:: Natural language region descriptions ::
☆ ☆ ☆ ☆ ☆

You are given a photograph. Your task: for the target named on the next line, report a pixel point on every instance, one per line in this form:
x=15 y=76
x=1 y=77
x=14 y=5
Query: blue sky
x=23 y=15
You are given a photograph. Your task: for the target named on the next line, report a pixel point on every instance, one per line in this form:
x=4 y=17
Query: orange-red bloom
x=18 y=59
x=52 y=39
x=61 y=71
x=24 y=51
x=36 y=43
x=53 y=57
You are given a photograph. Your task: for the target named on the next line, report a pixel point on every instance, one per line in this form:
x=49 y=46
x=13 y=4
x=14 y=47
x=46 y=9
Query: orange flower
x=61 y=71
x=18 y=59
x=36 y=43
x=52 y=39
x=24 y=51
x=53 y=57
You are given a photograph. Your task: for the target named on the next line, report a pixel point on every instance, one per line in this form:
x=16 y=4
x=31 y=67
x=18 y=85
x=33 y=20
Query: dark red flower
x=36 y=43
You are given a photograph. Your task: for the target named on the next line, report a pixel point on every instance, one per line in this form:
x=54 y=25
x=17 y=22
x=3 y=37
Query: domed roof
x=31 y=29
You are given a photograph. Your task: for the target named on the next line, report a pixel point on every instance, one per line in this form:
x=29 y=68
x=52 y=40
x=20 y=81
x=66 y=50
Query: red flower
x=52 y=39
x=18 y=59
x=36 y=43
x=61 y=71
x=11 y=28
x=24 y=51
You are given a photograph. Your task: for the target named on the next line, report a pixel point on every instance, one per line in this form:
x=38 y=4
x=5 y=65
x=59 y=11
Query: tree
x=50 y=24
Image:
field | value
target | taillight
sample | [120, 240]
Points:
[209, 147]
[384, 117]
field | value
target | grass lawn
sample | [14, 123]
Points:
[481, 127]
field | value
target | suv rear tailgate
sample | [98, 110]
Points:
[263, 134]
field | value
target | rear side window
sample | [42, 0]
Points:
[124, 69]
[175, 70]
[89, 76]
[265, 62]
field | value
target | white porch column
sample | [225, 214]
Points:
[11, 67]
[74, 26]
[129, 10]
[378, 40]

☆ ☆ ☆ ☆ ☆

:: Task prompt ::
Identify the lines of the data that contain the word "sample". Copy each of them.

:: Exercise solution ::
sample | [120, 240]
sample | [14, 123]
sample | [98, 110]
sample | [42, 0]
sample | [225, 214]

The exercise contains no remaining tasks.